Copy the records from the line containing "Could you indicate the screen" through the end of the records, requests included, and raise every x and y coordinate in the answers by 59. Give only these lines.

**DATA SHOWN:**
▬▬▬

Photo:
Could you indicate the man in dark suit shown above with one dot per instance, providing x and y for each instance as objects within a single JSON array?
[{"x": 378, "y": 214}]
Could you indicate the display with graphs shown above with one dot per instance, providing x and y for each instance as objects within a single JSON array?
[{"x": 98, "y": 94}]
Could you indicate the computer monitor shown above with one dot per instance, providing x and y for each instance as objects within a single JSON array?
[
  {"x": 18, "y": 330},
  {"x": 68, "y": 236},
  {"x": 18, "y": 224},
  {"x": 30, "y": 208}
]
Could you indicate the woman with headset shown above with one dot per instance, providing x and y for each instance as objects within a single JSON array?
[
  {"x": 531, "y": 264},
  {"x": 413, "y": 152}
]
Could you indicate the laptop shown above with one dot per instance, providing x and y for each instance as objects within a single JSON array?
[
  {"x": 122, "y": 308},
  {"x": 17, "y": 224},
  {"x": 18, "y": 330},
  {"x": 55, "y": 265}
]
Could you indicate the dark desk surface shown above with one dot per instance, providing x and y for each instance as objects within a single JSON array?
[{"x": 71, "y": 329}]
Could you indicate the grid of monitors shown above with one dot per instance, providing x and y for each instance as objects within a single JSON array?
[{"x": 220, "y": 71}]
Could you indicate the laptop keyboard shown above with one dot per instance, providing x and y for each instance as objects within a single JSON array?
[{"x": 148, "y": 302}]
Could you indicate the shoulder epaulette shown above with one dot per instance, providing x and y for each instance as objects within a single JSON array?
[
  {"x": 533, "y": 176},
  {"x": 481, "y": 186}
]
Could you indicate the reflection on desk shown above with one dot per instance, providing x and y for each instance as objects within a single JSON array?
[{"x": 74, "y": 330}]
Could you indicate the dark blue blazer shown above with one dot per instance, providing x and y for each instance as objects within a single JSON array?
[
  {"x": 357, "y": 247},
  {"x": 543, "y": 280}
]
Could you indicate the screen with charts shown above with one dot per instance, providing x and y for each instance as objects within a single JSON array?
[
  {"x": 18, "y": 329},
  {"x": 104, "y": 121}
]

▬▬▬

**EXERCISE OUTPUT:**
Could you indicate the screen with charts shown above with one dot per instance, providing x and y for each instance as objects within a single JSON array?
[
  {"x": 77, "y": 388},
  {"x": 163, "y": 180}
]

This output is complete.